● EXERCISE REQUIREMENTS
Among the entries below, find every line that contains the string "vecteezy", then copy it.

● DATA IN THIS EXERCISE
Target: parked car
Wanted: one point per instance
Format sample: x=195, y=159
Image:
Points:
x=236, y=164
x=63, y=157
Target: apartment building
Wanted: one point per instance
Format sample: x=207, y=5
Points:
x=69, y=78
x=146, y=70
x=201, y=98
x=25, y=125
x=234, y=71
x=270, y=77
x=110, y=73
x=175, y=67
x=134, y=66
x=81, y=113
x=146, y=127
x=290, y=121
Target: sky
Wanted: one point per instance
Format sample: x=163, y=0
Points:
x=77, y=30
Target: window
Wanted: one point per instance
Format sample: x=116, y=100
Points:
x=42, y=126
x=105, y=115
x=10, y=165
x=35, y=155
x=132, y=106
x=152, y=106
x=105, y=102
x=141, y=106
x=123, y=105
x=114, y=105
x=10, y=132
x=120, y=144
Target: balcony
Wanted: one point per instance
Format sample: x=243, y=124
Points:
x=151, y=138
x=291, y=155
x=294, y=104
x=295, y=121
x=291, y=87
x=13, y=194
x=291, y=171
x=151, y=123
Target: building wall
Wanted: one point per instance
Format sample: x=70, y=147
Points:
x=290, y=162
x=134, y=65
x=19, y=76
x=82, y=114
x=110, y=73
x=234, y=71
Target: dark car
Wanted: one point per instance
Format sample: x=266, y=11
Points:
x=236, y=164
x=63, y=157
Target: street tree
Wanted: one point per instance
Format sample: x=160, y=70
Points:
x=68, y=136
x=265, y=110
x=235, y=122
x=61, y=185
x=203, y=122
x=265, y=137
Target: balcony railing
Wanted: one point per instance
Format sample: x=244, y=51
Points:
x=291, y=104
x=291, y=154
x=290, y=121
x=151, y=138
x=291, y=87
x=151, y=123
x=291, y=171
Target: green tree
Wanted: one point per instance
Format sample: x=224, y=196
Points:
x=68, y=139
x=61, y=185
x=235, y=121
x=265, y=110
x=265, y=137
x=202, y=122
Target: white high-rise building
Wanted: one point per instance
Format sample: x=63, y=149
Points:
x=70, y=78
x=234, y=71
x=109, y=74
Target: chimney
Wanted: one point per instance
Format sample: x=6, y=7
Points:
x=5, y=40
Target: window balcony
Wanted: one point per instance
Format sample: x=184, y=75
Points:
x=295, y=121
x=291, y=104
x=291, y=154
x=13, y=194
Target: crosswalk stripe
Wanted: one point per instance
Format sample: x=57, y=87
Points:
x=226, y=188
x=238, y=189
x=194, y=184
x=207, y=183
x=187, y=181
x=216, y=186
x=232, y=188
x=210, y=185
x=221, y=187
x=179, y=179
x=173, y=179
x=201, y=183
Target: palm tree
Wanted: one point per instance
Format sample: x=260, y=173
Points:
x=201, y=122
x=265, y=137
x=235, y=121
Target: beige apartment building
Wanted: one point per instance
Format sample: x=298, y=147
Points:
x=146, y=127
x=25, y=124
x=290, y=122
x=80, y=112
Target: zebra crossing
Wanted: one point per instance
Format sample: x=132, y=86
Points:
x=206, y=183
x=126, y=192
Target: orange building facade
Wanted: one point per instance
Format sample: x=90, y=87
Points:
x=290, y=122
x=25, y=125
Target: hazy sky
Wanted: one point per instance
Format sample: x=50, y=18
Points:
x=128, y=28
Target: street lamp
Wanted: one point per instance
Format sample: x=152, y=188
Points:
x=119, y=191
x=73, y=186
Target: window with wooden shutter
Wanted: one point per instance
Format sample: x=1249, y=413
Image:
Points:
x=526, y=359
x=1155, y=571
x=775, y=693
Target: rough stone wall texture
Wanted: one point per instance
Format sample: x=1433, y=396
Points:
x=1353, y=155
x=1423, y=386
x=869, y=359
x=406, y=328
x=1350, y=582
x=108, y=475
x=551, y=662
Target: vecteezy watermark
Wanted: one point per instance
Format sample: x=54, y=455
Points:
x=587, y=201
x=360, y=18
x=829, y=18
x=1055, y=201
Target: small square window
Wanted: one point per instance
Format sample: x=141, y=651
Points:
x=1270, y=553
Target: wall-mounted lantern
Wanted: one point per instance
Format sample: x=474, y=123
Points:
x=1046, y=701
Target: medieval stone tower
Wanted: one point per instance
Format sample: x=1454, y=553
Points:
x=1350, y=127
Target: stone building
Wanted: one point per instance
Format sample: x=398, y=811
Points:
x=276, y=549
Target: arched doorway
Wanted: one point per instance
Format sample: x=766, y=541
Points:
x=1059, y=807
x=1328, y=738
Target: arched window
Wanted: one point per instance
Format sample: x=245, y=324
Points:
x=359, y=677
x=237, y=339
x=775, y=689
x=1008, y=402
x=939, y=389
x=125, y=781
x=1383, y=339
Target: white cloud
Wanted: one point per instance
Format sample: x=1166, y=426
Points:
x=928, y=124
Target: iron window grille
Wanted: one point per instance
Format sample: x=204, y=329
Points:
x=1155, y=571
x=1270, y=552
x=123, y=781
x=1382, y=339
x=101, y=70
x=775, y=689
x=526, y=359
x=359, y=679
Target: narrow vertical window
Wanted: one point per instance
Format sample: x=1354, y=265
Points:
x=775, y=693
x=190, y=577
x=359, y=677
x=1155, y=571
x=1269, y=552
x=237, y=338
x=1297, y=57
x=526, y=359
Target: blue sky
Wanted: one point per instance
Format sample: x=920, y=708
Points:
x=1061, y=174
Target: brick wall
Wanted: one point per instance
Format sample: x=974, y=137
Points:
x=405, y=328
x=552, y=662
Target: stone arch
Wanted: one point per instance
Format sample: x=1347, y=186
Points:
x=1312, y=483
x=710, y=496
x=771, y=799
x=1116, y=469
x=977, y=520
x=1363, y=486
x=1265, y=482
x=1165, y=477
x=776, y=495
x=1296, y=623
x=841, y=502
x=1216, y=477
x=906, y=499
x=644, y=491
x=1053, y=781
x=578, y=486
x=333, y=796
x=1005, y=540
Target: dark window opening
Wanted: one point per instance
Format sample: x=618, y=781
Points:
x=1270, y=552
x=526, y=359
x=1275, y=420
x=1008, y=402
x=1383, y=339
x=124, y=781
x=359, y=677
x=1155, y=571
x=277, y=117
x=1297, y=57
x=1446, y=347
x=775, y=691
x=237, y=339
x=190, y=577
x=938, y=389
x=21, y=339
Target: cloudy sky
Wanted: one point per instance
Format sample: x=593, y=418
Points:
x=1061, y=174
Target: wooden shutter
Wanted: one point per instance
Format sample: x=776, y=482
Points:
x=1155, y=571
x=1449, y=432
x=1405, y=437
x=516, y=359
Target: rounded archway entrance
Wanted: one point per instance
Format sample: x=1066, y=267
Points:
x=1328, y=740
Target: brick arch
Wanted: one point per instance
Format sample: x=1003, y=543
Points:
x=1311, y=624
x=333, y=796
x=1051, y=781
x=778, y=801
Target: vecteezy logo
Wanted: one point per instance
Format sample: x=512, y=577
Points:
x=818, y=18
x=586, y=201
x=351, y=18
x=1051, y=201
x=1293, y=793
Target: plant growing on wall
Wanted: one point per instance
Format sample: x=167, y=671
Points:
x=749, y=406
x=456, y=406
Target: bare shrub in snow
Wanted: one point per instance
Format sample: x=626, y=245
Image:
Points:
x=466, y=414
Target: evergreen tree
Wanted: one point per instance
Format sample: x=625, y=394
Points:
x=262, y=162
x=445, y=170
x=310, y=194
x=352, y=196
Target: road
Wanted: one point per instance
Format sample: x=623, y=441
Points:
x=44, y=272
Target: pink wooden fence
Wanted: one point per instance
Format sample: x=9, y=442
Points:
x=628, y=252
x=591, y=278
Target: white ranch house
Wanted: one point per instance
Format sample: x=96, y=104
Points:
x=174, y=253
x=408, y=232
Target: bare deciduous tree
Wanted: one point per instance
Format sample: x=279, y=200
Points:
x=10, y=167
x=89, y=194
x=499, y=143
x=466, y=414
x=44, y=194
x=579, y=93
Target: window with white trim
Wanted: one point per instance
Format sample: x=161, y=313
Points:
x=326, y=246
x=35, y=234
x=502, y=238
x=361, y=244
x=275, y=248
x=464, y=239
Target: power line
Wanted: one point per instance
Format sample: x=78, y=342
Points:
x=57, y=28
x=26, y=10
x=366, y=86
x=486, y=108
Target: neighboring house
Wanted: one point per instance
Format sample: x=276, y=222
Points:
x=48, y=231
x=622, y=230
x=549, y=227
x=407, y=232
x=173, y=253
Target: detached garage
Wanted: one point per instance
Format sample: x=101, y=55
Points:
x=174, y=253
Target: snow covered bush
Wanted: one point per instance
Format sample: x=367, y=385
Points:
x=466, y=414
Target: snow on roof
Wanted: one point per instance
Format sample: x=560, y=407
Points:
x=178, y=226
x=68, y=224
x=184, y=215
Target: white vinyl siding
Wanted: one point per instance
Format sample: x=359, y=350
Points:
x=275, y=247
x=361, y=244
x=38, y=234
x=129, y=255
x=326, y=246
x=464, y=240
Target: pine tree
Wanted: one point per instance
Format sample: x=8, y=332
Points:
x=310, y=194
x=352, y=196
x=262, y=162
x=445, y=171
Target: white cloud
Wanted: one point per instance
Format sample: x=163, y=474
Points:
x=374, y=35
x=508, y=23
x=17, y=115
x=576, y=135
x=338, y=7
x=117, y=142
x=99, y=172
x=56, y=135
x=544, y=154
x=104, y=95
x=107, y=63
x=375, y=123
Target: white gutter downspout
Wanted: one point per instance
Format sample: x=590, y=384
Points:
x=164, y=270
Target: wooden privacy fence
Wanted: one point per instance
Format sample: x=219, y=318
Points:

● OUTPUT OF THE TASK
Target: vecteezy watermark
Target: vecteezy logo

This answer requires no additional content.